> Your goal
All entries below need to be written out exactly, but without their pictures.
********************
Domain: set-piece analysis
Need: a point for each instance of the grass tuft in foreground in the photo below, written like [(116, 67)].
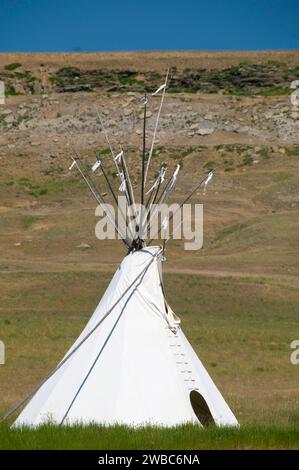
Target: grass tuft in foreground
[(184, 437)]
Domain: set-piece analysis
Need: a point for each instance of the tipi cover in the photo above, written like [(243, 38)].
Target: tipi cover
[(136, 368)]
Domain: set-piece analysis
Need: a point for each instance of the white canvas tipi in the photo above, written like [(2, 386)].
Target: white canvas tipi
[(132, 363), (136, 368)]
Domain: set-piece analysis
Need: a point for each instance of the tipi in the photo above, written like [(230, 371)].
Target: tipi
[(132, 364)]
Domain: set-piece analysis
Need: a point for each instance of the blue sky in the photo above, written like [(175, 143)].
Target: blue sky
[(96, 25)]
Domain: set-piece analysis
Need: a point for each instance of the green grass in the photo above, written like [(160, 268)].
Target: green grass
[(185, 437)]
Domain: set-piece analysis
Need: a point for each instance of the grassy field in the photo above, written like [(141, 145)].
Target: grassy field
[(119, 438), (238, 297)]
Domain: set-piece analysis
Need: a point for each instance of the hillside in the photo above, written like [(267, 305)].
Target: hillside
[(238, 296)]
********************
> Your response
Domain: set-piece analysis
Need: a point for each instance of the grass tuft in foreground in the photo below, written like [(116, 67)].
Target: grass tuft in foreground
[(184, 437)]
Domain: set-piece analysis
Need: a point for each instance of the tipi cover in the photo above, written like [(243, 38)].
Target: tipi cover
[(136, 368)]
Domain: set-piece analysis
Need: a point for each instance of the white canvas tipi in the photo above, written like [(2, 386)].
Target: white canvas tipi
[(132, 363), (136, 368)]
Domain: set-piece analysis
Need: a point for each instance of the tipi in the photo above, written like [(230, 371)].
Target: tipi
[(132, 364)]
Domain: set-piece analysis
Need: a point for each instance of the blue sky in the photo above, written like [(175, 143)].
Target: blue sky
[(96, 25)]
Domain: set-piece analysis
Need: a point for each instance of the green grass in the photo above, written like [(160, 268)].
Target: green grass
[(185, 437)]
Domain: set-piece analysis
Need: a point for each instance of the grassy field in the photo above, written like [(141, 145)].
Target: grassy field
[(119, 438), (238, 297)]
Domain: set-piece analysis
Need: a point for each instance of the hillside in the photo above, written like [(267, 305)].
Target: hillside
[(238, 296)]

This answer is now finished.